[GIVEN PROBLEM] In the records below, locate the line containing "the navy undershirt", then output that line and all later lines exactly, through the last one.

[INPUT DATA]
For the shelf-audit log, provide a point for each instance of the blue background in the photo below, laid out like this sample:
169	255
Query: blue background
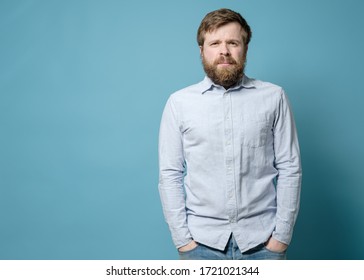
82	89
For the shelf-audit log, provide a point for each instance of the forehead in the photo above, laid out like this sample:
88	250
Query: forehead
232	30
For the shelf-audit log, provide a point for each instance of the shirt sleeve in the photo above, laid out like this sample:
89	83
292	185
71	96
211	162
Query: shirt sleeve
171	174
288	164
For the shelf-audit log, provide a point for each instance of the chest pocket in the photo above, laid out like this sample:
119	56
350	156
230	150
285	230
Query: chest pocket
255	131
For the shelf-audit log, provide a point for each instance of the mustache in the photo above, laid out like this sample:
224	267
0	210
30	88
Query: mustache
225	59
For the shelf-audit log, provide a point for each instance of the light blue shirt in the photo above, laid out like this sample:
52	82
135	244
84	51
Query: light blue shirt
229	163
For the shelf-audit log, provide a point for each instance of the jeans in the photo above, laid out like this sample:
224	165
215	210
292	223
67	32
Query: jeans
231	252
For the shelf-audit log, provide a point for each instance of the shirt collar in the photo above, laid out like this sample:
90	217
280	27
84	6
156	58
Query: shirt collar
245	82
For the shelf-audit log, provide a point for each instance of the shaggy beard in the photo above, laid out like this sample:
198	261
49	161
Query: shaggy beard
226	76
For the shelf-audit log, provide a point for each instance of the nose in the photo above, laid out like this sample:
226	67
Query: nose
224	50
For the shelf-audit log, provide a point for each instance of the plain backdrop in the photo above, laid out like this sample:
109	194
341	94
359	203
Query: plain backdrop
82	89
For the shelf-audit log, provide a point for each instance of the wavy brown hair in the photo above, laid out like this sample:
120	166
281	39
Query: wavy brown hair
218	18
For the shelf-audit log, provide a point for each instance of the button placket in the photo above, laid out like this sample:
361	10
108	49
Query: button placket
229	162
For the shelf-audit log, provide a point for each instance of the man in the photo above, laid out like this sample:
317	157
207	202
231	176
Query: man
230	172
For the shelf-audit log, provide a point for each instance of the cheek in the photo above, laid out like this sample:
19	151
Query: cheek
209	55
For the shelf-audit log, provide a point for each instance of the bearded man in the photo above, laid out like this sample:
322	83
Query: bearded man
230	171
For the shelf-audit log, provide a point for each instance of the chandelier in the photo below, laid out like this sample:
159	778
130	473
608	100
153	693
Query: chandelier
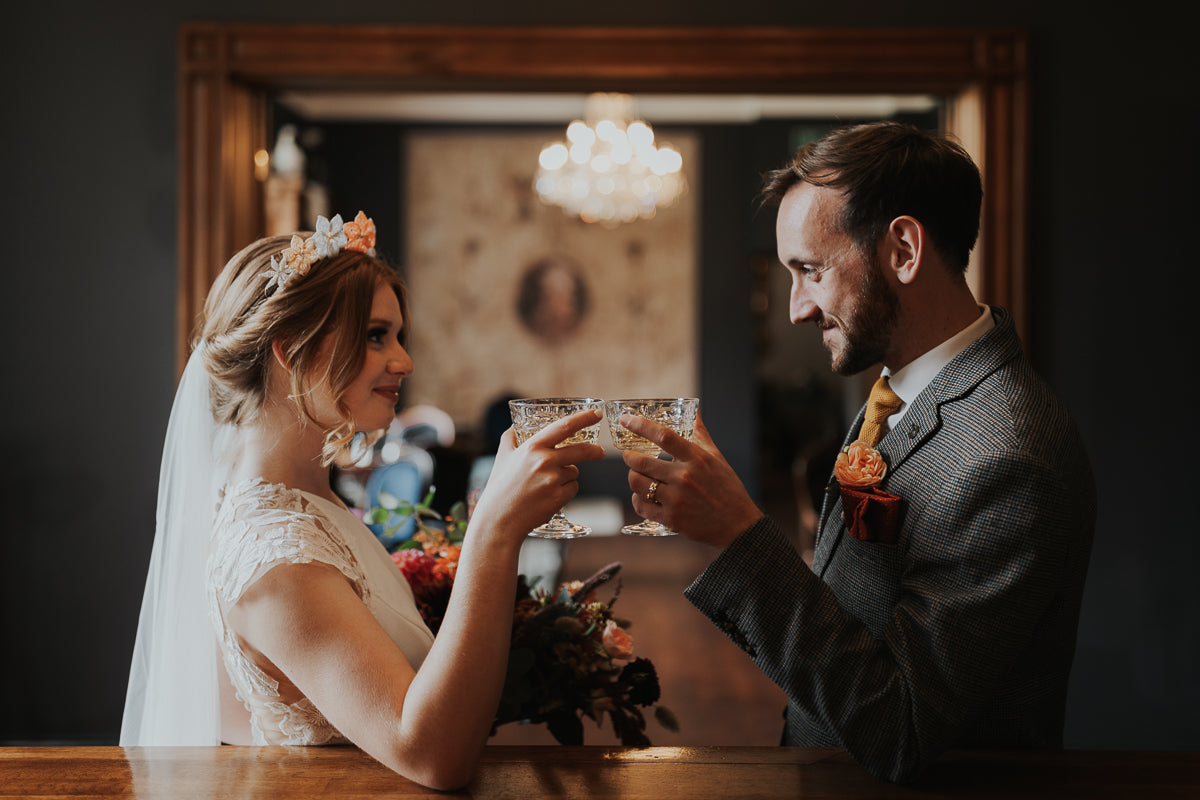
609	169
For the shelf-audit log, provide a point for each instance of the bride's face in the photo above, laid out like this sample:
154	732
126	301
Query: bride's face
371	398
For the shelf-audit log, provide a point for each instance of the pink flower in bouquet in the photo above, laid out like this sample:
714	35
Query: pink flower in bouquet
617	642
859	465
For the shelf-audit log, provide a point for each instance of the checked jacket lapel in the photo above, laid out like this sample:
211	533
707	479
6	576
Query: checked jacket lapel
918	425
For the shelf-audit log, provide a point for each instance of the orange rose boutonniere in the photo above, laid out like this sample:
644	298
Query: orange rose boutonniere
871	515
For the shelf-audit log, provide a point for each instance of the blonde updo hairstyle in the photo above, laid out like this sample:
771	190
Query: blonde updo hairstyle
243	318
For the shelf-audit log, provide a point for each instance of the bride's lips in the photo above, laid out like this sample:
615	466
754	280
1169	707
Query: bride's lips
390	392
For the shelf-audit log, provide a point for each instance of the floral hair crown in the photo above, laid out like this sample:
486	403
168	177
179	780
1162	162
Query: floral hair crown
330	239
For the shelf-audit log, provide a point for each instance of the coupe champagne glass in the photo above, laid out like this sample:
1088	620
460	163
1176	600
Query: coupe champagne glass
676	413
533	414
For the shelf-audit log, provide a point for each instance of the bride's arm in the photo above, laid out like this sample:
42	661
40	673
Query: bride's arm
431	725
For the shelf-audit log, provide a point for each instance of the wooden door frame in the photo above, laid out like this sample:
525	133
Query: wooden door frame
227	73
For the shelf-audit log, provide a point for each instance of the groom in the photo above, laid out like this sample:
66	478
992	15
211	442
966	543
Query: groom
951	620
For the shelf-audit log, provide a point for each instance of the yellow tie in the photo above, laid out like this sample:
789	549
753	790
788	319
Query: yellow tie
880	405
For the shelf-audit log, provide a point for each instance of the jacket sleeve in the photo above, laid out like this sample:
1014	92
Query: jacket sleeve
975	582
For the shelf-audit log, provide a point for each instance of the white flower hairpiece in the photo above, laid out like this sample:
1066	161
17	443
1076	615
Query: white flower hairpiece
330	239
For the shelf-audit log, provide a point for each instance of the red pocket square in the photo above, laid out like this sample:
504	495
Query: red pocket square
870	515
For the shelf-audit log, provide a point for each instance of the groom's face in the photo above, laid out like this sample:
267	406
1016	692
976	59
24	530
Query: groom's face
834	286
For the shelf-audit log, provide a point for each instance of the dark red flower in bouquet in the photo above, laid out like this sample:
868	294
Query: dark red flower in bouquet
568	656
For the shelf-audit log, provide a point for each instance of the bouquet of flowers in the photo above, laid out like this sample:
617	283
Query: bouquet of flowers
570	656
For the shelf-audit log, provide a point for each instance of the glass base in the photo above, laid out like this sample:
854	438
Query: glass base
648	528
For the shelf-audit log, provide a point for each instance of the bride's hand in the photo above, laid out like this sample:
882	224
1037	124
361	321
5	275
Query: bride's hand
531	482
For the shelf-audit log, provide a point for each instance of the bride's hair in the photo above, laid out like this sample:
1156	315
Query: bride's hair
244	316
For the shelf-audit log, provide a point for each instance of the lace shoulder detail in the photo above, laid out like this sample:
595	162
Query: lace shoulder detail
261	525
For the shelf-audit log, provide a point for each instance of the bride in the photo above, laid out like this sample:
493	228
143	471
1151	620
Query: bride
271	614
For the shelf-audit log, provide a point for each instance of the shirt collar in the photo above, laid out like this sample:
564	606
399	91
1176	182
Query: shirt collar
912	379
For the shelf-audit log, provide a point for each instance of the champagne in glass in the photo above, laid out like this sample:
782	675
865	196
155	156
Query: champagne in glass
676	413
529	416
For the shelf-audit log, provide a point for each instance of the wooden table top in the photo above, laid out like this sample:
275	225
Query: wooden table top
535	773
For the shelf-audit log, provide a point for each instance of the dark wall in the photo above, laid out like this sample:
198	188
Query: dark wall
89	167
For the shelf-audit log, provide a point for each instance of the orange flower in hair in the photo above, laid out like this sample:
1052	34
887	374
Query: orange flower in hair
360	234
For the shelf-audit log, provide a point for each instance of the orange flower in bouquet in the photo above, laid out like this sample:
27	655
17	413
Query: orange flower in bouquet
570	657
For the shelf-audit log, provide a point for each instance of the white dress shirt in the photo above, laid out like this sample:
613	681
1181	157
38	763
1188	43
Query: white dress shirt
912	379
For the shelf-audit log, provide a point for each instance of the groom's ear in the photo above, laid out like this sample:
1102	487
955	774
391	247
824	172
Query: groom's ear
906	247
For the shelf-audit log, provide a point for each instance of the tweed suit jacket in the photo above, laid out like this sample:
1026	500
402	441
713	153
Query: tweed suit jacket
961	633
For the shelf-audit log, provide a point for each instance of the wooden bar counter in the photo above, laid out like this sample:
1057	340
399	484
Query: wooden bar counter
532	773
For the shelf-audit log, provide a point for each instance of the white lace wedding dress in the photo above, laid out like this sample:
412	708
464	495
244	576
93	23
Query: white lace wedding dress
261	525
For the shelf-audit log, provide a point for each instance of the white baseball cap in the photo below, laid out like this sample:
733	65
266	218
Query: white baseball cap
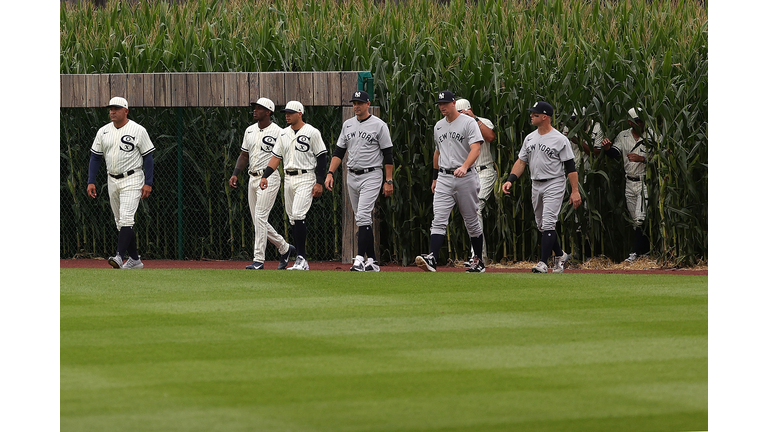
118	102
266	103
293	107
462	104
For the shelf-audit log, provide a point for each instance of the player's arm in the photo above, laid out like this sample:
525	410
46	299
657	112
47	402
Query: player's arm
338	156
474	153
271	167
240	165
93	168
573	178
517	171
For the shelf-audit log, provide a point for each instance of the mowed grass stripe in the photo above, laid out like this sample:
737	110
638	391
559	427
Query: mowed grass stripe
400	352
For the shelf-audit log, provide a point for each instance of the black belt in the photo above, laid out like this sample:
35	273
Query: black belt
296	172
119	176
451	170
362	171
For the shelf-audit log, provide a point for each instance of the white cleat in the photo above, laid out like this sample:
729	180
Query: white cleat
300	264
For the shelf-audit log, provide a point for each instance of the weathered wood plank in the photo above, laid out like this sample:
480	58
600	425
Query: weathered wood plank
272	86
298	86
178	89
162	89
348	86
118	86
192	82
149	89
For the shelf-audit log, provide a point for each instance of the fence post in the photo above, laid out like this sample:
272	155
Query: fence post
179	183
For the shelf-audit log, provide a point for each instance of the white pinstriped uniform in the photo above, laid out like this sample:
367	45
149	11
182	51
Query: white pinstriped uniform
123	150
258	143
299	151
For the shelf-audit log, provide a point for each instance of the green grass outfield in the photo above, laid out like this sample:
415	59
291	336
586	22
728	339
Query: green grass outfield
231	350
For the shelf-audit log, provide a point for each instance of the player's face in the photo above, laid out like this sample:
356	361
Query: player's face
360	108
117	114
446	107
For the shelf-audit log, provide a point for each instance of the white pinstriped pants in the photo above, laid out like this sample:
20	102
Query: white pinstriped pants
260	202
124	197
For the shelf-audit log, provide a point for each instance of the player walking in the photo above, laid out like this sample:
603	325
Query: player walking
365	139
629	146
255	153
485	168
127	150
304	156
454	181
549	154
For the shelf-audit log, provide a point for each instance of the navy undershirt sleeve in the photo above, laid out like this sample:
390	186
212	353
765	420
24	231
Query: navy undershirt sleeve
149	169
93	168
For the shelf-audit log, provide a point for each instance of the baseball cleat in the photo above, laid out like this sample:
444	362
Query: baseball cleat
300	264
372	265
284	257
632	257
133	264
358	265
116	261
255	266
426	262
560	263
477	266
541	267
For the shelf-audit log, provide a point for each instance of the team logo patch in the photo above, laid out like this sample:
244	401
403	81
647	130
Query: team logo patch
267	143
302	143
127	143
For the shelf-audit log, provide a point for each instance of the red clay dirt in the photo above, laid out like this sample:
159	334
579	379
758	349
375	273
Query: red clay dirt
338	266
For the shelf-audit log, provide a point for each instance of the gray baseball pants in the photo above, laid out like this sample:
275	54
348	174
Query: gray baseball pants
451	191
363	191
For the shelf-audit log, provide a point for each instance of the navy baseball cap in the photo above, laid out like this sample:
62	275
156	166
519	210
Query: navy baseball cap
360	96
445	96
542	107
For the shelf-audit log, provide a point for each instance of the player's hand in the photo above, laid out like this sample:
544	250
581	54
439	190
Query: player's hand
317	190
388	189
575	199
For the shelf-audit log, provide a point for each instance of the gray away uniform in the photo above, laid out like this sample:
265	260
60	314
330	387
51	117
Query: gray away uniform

[ANSWER FOR THIS EXERCISE]
For the shelf-audit log, provide a point for each instance of the navy undershirt sleeve in the photo above, laid out like this sample:
390	186
212	353
765	420
24	231
Query: navy undershirt sleeve
149	169
93	168
For the shelf-audit log, provide a point for each instance of the baseball cleat in the photo above, laid out like this sample:
444	362
Query: baseball cleat
300	264
372	265
284	257
632	257
133	264
358	265
116	261
255	266
426	262
560	263
477	266
541	267
For the shelf-audit log, provide a point for each instance of the team logo patch in the photo above, laid out like this sample:
244	401
403	81
647	130
Query: team logo patch
267	143
302	143
127	143
For the shelf-audit log, provide a point for each instance of the red clay dirt in the photo above, laid out like this sample:
159	334
579	379
758	349
375	273
Query: red clay dirt
338	266
For the shelf-audit log, provide a point for each instance of the gray baseball pants in the photo above, laid out like this sample:
275	54
348	174
Query: gray baseball pants
451	191
363	191
For the shelf-audit log, provide a point for each instance of the navy baseball cap in the photo above, laid out like this sample:
62	275
156	166
519	210
Query: navy baseball cap
360	96
445	96
542	107
For the shelf-audit log, provide a point for each instance of the player's hand in the photo above, laid out like this sample:
544	250
581	54
439	190
Query: player's hand
317	190
388	189
575	199
For the shelf-audit log, provide a point for each instance of the gray away uniform in the photo above, laid out like this sample:
265	260
60	314
330	387
51	117
Query: gray away uniform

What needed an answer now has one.